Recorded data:
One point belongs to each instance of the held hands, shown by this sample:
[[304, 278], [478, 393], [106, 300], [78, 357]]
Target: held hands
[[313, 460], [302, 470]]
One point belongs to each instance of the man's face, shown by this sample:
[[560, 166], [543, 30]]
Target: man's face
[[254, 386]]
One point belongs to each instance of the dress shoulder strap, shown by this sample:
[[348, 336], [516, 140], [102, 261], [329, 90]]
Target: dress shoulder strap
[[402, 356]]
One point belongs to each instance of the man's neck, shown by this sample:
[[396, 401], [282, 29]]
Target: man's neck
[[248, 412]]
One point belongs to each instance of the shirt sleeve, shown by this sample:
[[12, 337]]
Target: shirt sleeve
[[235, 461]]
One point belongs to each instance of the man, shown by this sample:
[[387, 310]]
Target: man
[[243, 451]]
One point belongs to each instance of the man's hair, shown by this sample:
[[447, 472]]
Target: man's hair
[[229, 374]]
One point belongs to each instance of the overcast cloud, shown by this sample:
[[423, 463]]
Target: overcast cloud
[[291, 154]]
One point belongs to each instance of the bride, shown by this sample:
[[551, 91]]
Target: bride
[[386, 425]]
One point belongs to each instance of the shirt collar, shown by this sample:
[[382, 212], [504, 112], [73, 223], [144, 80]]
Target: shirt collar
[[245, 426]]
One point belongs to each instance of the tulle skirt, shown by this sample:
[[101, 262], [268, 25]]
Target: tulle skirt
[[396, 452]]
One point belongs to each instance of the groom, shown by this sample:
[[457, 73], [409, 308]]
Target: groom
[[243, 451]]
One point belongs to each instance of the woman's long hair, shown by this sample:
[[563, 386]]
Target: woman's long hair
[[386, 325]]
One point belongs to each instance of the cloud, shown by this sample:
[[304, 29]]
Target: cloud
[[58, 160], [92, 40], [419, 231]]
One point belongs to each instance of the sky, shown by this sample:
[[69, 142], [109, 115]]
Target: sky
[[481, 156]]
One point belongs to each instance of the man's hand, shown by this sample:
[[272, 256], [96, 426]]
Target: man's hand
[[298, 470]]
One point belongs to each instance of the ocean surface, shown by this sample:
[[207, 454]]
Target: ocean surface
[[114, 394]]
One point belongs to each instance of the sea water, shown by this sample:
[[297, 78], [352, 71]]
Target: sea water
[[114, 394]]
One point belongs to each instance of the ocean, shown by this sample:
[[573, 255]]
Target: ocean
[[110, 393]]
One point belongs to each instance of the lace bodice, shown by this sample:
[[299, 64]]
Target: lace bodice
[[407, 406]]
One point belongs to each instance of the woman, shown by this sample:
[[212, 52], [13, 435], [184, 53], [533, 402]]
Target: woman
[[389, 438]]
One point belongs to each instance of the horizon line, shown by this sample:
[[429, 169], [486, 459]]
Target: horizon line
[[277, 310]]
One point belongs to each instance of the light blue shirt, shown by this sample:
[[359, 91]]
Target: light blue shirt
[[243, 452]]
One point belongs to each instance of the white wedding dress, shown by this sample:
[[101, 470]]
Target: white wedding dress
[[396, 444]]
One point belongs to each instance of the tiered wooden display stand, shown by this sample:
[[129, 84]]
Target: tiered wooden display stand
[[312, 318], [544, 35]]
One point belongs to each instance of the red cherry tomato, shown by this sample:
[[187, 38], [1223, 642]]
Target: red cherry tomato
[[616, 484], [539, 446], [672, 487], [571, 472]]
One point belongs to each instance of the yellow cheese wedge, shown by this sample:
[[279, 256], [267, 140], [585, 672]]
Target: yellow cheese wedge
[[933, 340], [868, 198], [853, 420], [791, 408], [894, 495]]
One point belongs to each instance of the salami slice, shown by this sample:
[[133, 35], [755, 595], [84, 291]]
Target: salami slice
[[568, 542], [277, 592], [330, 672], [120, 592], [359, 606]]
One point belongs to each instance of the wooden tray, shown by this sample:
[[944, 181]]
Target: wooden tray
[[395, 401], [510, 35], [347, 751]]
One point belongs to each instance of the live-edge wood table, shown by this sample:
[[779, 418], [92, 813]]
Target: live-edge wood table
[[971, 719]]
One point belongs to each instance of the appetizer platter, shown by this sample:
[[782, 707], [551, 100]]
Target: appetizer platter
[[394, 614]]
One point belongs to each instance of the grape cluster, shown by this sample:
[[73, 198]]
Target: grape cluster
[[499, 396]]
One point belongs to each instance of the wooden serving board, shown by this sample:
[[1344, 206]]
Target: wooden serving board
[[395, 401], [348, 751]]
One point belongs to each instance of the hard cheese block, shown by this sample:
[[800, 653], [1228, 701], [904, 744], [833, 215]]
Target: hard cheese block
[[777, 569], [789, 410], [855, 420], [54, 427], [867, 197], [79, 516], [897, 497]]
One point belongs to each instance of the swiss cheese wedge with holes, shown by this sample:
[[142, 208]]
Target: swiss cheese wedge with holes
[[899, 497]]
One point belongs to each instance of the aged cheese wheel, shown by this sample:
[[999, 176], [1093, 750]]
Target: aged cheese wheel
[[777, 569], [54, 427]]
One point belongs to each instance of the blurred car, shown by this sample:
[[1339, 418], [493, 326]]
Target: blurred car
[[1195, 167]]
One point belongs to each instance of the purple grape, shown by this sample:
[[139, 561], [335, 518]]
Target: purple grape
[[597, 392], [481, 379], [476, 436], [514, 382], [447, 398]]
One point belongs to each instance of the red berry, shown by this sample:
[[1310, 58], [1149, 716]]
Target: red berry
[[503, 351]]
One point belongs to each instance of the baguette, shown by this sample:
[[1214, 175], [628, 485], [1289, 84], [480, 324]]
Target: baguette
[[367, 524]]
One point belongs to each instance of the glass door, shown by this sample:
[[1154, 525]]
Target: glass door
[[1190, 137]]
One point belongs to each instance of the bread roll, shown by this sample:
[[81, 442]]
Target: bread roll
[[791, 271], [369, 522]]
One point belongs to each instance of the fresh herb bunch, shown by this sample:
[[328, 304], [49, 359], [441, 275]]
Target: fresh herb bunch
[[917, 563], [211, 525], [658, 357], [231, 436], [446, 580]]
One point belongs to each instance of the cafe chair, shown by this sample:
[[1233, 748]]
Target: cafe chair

> _THE PROBLEM_
The job here is to find each line above with the word "chair" and copy it.

> _FINISHED TASK_
One point belongs to each instance of the cafe chair, shown by this sample:
Target: cafe chair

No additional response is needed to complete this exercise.